Start of Block

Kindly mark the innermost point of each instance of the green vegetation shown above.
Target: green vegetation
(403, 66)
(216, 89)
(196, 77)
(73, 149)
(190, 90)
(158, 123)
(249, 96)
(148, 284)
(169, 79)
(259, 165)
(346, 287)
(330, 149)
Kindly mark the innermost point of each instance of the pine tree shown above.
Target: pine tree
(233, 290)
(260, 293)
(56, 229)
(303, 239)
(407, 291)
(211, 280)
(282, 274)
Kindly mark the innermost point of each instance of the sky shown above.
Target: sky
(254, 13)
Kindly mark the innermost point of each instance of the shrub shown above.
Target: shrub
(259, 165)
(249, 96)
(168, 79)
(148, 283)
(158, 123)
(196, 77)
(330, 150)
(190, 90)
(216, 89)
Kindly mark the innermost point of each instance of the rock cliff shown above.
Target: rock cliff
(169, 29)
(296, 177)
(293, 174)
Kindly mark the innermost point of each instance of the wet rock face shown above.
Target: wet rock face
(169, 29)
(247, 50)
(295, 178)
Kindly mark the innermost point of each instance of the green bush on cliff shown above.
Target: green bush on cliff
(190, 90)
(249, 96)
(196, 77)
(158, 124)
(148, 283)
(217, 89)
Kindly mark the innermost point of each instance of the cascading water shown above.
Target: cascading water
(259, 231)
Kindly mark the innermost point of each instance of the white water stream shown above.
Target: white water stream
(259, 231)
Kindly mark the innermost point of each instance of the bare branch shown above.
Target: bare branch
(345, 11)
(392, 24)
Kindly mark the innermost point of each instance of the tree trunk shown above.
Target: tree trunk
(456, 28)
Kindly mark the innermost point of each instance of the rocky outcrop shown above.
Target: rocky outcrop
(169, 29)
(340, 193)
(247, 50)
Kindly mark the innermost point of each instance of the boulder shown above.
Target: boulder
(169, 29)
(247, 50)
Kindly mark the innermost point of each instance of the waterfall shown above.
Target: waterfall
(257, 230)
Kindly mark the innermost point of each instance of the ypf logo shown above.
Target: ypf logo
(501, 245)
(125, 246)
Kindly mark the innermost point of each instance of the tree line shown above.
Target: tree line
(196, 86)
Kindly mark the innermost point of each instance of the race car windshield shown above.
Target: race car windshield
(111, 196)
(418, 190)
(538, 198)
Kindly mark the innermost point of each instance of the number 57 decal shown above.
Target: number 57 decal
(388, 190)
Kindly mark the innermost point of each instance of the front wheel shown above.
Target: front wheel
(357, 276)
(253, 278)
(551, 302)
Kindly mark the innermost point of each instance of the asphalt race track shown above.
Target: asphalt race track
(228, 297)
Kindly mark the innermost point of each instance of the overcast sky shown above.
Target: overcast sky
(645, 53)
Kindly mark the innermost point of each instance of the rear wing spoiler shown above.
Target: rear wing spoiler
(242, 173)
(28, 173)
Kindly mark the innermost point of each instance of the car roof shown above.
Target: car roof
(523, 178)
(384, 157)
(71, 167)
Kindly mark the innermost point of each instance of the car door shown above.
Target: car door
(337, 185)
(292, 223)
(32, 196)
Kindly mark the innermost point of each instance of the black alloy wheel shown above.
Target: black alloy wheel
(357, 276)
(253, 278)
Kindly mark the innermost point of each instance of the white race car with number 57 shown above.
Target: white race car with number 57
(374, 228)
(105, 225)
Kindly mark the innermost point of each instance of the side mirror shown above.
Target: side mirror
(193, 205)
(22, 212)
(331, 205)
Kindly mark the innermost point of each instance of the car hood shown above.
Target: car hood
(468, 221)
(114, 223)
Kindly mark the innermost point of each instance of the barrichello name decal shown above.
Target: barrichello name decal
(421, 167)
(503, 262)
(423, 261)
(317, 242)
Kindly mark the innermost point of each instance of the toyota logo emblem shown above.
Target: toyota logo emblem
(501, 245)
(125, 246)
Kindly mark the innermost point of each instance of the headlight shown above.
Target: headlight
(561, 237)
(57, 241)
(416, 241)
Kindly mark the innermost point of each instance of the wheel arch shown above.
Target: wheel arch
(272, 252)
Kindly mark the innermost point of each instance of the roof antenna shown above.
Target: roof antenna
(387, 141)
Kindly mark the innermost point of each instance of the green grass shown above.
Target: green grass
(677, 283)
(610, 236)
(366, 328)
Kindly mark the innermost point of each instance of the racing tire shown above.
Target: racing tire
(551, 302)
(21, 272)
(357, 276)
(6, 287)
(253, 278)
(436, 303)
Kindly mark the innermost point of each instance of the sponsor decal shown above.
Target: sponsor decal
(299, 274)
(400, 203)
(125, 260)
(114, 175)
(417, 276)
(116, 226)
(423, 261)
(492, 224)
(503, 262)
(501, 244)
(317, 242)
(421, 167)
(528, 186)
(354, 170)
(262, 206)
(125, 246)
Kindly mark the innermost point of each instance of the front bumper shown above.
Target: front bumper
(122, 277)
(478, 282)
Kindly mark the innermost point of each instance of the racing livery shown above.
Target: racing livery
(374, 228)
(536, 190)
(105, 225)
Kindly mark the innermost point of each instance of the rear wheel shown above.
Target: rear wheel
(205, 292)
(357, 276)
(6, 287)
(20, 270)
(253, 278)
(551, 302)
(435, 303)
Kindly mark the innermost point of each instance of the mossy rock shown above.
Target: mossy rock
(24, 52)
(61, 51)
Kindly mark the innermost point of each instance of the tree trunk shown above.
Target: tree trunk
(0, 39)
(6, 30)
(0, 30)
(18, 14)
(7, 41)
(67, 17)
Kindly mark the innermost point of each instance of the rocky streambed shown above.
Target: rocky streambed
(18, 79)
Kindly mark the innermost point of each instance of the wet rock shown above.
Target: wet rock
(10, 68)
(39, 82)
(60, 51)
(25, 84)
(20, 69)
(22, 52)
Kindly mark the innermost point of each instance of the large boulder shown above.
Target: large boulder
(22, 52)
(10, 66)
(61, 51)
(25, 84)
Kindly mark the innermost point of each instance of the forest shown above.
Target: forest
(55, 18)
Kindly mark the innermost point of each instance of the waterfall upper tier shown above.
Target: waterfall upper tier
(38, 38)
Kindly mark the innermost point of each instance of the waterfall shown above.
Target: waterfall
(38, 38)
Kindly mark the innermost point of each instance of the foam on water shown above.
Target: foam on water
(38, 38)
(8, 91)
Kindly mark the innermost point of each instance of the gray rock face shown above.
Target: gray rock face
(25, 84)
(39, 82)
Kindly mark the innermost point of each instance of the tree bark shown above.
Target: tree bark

End of Block

**ABOUT THIS TASK:** Print exactly the lines above, between the one holding "outcrop shown above." and the one holding "door shown above.", inclusive, and nothing besides.

**RESPONSE TO THE TASK:**
Kindly mark the innermost point of each instance of the rocky outcrop shown above.
Target: rocky outcrop
(169, 29)
(340, 193)
(247, 50)
Kindly mark the innermost point of each instance of the boulder shown above.
Target: boulder
(169, 29)
(247, 50)
Kindly mark the innermost point of each instance of the waterfall shown above.
Target: waterfall
(257, 230)
Kindly mark the innermost point of each instance of the ypf logo shown above.
Target: ypf logo
(501, 245)
(125, 246)
Kindly mark the innermost point of each instance of the tree line shown above.
Target: tree line
(196, 86)
Kindly mark the innermost point of each instance of the race car windshield shown above.
Target: race car windshield
(111, 196)
(418, 190)
(538, 198)
Kindly mark the innermost point of each instance of the number 57 decal shown above.
Target: number 57 decal
(388, 190)
Kindly mark the innermost point of each instance of the front wheel shown above.
Target: front wheel
(357, 276)
(253, 278)
(551, 302)
Kindly mark the innermost point of each instance of the asphalt race track shown above.
Target: asphalt race track
(228, 297)
Kindly mark the innermost point of each instance of the overcast sky shown above.
Target: overcast sky
(645, 53)
Kindly mark the innermost point of each instance of the rear wing spoiler shown above.
Target: rear wing spoiler
(242, 173)
(28, 173)
Kindly mark the innermost point of each instance of the car roof shown above.
Target: car roof
(523, 178)
(384, 157)
(71, 167)
Kindly mark the innermost point of each instance of the car door shown above.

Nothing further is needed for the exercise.